The request
Extract every line in the items below that contains the word "amplifier" and copy each one in full. Treat uppercase and lowercase as different.

Records for processing
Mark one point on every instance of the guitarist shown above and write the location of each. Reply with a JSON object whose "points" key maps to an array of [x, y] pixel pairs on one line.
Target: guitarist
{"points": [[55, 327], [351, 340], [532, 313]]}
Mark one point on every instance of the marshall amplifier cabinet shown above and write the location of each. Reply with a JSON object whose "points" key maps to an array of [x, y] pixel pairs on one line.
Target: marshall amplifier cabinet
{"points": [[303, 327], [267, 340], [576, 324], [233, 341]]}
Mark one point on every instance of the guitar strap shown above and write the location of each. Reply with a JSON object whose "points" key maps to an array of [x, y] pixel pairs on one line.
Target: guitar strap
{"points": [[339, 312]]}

--

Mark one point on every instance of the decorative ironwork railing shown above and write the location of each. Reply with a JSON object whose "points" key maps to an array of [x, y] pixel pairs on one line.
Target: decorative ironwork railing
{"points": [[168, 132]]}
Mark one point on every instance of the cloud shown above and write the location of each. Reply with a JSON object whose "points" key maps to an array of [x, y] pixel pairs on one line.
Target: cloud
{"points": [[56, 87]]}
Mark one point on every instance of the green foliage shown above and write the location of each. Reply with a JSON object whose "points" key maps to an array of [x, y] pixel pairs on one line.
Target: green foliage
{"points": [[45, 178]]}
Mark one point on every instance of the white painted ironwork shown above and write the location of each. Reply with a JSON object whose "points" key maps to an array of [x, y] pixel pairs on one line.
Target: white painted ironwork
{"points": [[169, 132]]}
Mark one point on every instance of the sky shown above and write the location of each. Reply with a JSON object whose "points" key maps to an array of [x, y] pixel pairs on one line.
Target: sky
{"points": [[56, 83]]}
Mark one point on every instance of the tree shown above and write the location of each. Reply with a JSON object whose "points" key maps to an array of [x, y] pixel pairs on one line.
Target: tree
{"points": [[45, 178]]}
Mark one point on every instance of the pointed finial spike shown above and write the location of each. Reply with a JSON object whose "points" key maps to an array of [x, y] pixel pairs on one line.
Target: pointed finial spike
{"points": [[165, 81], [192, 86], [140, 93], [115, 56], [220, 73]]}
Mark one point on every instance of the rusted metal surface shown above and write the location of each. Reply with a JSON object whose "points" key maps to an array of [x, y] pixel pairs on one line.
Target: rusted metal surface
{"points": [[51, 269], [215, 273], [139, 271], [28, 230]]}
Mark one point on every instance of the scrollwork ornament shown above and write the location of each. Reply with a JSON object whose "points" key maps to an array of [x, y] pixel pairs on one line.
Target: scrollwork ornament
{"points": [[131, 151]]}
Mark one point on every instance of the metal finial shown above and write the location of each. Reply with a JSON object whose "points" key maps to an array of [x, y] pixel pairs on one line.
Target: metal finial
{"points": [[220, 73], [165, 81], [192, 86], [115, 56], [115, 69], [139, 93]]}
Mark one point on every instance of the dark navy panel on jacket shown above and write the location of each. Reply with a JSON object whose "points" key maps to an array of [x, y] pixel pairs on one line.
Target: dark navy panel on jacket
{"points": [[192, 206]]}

Finished exercise
Mark one point on every instance of the marshall amplifier cabinet shown above and write the location of each. Reply with a JSON object whose "points" key maps to an array of [x, y] pixel pairs on one line.
Target: marshall amplifier cabinet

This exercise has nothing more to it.